Texto apresentado
Documento reúne orientações sobre sintomas clínicos possíveis na população indígena em contato com o metal. Lançamento da publicação aconteceu em Brasília
O Manual Técnico para Atendimento de Indígenas Expostos ao Mercúrio no Brasil foi lançado em Brasília (DF), em maio deste ano. Elaborada por diversos profissionais de saúde, a publicação foi organizada pelos pesquisadores Ana Cláudia Vasconcelos e Paulo Basta, da Fundação Oswaldo Cruz (Fiocruz), pela Secretaria da Saúde Indígena (Sesai) do Ministério da Saúde, com apoio do Ministério dos Povos Indígenas (MPI); e contou com a participação da Neuropsicóloga Mirian Akiko Furutani de Oliveira, Diretora de Pesquisas Clínicas e Epidemiológicas da Divisão de Psicologia do Instituto Central do HCFMUSP (ICHC).
O documento reúne orientações sobre detecção e sintomas clínicos possíveis na população indígena em contato com o metal. O guia é direcionado a todos os povos que tiveram suas terras invadidas pelo garimpo ilegal de ouro e, de alguma forma, foram afetados pela exposição ao mercúrio. Entre eles, mundurukus e yanomamis.
Exposição ambiental ao mercúrio
O mercúrio é utilizado no garimpo para separar o ouro, presente no solo ou na água, por meio da formação de uma liga metálica chamada amálgama. Esse composto é, então, aquecido, e o mercúrio evaporado.
No entanto, para obter pepitas, joga-se grandes quantidades de mercúrio em áreas próximas a rios, afetando solo, água e toda a cadeia alimentar local. “A gente sabe que o mercúrio, que é depositado no ambiente pelo garimpo de ouro ilegal, entra na cadeia alimentar de quem, principalmente, consome pescado, que é a principal fonte de proteína dos indígenas. Esse mercúrio que fica no ambiente, no rio, é depositado no fundo do rio, e se liga a algas. A alga é comida pelo peixe, e outro peixe maior come esse peixe, e, assim, vai aumentando a quantidade de mercúrio disponível. O indígena vai e come o peixe. E esse mercúrio já saiu do estado metálico e se tornou metilmercúrio. Quando você ingere, ele se deposita no cérebro e em outros órgãos, como coração, fígado. Para o adulto, isso traz consequências neurológicas como dor, depressão, irritabilidade, falta de sensibilidade, além de problemas cardíacos. Se inalar, tem outras complicações”, explica Mirian.

Sua tarefa
De acordo com o texto sobre o manual para atendimento de indígenas expostos ao mercúrio, qual é a principal fonte de proteína dos indígenas?

Registros listados
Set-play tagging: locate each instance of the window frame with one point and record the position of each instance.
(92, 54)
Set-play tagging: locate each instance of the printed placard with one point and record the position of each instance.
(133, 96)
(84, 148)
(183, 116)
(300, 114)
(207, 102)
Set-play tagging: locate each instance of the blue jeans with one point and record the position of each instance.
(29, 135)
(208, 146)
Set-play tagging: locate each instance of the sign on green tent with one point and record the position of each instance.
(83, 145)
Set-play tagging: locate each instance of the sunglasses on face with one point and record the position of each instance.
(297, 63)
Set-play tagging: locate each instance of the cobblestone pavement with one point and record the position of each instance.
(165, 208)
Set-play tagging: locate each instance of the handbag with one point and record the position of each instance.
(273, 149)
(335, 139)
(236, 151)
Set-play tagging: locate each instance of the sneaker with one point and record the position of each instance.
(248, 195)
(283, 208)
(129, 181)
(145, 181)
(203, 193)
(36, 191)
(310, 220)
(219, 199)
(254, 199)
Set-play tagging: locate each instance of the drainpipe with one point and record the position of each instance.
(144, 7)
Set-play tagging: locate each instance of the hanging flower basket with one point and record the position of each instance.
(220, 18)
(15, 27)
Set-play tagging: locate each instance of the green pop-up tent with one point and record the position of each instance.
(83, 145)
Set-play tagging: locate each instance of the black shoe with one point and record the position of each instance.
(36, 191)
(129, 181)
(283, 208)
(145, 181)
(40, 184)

---

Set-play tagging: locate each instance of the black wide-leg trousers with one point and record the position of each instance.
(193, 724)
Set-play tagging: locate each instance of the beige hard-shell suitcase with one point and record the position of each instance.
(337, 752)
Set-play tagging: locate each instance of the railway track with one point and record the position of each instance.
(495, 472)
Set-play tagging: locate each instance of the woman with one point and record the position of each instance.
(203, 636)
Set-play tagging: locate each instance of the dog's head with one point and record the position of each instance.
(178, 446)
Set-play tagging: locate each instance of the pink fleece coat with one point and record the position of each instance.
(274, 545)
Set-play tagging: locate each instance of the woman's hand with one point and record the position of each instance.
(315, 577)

* * *

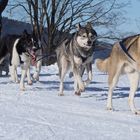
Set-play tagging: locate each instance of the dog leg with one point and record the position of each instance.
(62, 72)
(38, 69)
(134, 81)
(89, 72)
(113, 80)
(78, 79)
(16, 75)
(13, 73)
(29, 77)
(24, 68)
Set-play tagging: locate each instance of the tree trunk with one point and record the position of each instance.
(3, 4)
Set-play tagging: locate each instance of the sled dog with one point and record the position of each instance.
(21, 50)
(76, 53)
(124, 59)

Sua resposta
O pescado.